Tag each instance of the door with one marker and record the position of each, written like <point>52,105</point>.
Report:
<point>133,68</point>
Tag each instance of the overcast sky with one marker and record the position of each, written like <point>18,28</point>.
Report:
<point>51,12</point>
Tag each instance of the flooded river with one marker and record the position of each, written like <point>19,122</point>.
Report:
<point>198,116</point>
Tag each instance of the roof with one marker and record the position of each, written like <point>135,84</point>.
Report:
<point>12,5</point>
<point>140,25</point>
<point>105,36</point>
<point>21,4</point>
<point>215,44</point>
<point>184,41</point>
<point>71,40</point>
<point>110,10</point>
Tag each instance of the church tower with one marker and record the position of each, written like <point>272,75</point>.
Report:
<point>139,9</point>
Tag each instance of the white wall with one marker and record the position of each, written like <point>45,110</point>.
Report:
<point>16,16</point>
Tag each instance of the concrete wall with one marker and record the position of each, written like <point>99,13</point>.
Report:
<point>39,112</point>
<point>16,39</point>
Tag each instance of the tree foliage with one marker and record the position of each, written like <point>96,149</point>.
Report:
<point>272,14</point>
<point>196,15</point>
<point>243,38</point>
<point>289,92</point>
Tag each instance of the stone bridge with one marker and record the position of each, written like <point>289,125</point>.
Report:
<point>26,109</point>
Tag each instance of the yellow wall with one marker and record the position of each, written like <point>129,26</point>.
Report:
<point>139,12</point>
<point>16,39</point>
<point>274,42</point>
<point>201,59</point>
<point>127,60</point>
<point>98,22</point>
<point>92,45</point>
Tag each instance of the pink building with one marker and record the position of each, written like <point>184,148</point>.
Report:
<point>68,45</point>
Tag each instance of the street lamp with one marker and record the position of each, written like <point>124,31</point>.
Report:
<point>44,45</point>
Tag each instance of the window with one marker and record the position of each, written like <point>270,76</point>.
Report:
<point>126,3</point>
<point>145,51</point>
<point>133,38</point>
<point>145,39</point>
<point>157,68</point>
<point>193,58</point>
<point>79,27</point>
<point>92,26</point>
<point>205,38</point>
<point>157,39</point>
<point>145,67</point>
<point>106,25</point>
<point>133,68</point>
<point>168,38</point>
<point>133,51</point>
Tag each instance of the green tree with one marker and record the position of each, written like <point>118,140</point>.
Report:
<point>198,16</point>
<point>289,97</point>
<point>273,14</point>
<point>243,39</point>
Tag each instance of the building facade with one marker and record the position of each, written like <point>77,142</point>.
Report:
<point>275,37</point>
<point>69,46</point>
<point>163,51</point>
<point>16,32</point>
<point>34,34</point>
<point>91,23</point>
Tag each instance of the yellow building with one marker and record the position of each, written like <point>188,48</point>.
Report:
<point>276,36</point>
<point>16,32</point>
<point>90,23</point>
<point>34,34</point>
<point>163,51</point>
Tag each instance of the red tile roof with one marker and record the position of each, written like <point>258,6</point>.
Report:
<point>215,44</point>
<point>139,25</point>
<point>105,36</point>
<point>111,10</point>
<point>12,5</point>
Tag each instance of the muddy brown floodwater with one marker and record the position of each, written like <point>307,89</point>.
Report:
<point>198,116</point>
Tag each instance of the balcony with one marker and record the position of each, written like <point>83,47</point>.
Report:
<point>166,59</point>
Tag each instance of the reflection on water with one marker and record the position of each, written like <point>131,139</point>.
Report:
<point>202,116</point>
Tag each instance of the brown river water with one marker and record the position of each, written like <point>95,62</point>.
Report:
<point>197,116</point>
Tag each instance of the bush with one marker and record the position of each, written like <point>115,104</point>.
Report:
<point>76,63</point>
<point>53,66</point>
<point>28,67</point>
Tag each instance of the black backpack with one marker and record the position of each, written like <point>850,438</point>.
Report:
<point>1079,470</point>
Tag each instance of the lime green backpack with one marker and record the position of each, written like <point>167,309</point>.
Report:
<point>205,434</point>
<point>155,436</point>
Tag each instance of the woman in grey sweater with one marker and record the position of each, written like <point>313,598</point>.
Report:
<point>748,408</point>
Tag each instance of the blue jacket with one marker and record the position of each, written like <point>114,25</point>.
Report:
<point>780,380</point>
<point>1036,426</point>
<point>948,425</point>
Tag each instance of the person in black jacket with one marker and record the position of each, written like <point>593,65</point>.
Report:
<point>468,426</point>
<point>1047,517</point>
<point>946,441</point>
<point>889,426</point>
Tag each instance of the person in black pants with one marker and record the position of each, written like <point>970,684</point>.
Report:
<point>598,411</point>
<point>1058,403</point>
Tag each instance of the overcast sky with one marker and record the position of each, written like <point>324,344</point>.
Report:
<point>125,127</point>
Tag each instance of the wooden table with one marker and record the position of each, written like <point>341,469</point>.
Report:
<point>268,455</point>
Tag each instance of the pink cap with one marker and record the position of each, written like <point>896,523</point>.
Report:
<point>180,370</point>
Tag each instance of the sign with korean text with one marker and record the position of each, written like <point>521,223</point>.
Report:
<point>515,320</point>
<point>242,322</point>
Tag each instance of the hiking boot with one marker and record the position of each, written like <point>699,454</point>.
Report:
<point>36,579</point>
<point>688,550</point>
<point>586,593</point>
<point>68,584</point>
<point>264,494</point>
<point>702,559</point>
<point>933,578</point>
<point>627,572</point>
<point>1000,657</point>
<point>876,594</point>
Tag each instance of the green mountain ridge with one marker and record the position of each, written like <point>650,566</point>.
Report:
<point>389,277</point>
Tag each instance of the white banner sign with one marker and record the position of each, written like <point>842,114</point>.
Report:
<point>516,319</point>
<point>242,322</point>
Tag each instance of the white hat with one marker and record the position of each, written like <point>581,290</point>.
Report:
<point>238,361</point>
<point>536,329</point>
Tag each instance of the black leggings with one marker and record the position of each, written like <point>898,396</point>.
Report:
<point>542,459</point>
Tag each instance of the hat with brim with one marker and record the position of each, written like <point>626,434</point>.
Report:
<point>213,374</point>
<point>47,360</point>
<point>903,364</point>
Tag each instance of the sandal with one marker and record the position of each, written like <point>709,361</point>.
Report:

━━━━━━━━

• **Problem to solve**:
Only lines with the word "roof" are wanted, so copy each one from the records.

• **Finished task**:
Tag each instance of the roof with one marker and record the position of each, written like <point>135,84</point>.
Tag each instance of the red tile roof with one marker and record the position of each, written like <point>258,6</point>.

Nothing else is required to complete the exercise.